[start of ENTRIES PROVIDED]

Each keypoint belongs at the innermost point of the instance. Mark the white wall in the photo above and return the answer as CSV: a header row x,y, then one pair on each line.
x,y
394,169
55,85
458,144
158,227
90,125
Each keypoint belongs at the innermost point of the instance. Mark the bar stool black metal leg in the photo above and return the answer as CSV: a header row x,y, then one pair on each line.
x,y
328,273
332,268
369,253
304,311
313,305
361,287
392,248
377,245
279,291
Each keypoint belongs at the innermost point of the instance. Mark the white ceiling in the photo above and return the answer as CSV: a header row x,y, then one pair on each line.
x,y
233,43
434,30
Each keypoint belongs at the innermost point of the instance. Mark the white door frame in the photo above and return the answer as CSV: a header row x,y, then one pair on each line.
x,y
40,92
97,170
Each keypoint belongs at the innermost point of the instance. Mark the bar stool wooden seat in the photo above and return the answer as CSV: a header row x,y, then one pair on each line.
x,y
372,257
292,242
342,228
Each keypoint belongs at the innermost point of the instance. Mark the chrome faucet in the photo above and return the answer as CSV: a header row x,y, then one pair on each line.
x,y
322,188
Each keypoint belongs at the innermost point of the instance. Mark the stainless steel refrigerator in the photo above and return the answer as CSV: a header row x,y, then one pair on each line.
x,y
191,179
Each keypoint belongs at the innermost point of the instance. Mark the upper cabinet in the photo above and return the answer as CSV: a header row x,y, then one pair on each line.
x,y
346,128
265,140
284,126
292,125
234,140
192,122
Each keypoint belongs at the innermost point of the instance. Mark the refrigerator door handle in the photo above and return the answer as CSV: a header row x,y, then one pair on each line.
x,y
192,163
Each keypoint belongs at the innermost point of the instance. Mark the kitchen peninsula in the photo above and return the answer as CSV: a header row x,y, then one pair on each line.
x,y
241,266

[end of ENTRIES PROVIDED]

EXERCISE BRIEF ->
Could you reproduce every item above verbatim, with no character changed?

EXERCISE OUTPUT ->
Each keypoint belongs at the innermost point of the instance. Mark the white wall in the photo above and return the answer as CSV: a header row x,y, then one pair on each line.
x,y
394,169
55,85
458,144
158,227
90,125
Each keypoint belongs at the innermost point of the instance. Mark the bar stool black metal leg in the photo above and return the answer as CSV: a header row x,y, then one pair on each line.
x,y
328,273
332,268
369,253
304,311
313,305
361,287
392,248
377,245
279,291
Each keypoint belongs at the innermost point of the instance. Mark the white ceiling in the photo above and return the answer as CSV: a header row x,y, then one pair on each line.
x,y
233,43
434,30
Each keypoint belongs at the innermost point of the instance. Mark the white door frame in the photo above and return the answer as CSV: a header row x,y, then one pair on each line.
x,y
40,92
97,170
Each keypoint belongs at the innermost point of the instance. Mark the bar stool wooden seat in the photo above and return the answer as CSV: a header row x,y, then one pair on each line.
x,y
372,257
292,242
342,228
Each keypoint belongs at the innermost point of the instance. Mark the chrome faucet in the photo above and return the answer as CSV: a header row x,y, then one pair on each line.
x,y
322,188
Each keypoint belongs at the innermost point of the instance. Mark the stainless steel refrigerator in the photo above and return the answer as CSV: a header row x,y, then one pair on each line.
x,y
191,179
Each keypoint belongs at the innermost point of the instance. Mark the upper cabinet in the photo above and return the answer as CSV: a header row x,y, then one pair on each line.
x,y
346,128
265,140
284,126
292,125
234,140
192,122
Each keypoint belongs at the innermost point of the instance. Mark the refrigerator door handle in the photo above and return the answer as CSV: a header row x,y, then one pair on each line.
x,y
192,163
Each keypoint belongs at the innermost point of the instance. Mark the kitchen peninsula in the photo above and return the answer as CSV: a header row x,y, then one pair on each line.
x,y
241,266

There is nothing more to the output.